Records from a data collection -
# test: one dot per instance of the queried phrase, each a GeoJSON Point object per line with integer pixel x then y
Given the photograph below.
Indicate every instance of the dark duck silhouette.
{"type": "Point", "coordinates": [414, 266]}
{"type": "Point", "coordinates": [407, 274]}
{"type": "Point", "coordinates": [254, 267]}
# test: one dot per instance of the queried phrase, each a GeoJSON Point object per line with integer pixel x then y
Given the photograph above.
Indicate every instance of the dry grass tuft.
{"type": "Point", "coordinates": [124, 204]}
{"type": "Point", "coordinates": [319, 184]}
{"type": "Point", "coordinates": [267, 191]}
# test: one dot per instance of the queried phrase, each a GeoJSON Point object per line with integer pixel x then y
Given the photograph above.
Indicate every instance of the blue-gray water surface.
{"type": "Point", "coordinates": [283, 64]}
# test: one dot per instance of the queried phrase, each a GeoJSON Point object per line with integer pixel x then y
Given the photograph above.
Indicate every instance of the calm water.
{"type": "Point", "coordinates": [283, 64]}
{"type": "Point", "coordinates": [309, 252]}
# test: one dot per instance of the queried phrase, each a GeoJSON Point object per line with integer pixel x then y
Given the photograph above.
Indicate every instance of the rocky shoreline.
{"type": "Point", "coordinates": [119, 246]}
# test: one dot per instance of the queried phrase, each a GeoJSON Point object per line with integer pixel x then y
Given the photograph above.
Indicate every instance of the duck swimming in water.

Given exercise - Give every line of the material above as a numbered list, leaving out any blank lines.

Full response -
1. # test: one dot per instance of the queried phrase, each a GeoJSON Point object per line with integer pixel x then y
2. Given the photograph below.
3. Indicate every instance of the dark duck silhouette.
4. {"type": "Point", "coordinates": [414, 266]}
5. {"type": "Point", "coordinates": [407, 274]}
6. {"type": "Point", "coordinates": [254, 267]}
7. # test: one dot per instance of the queried phrase, each a GeoJSON Point object per line with integer pixel x then y
8. Given the photograph above.
9. Indicate every instance of the dry grass tuft.
10. {"type": "Point", "coordinates": [124, 204]}
11. {"type": "Point", "coordinates": [319, 184]}
12. {"type": "Point", "coordinates": [267, 191]}
13. # test: one dot per instance of the queried phrase, each a GeoJSON Point object per line with integer pixel x then y
14. Given the photograph above.
15. Indicate every instance of the blue-gray water surface.
16. {"type": "Point", "coordinates": [283, 64]}
17. # test: one dot per instance of the queried phrase, each a GeoJSON Point object per line with integer pixel x then y
18. Given the photograph above.
19. Indicate every instance of the calm water.
20. {"type": "Point", "coordinates": [283, 64]}
21. {"type": "Point", "coordinates": [309, 252]}
22. # test: one dot per instance of the queried phrase, each a GeoJSON Point object per line with integer pixel x then y
23. Given the photograph above.
24. Indicate every instance of the rocky shoreline.
25. {"type": "Point", "coordinates": [119, 246]}
26. # test: one dot per instance of the queried phrase, each a GeoJSON Point object per line with integer pixel x then y
27. Given the photograph above.
28. Indicate every instance of the duck swimming in water.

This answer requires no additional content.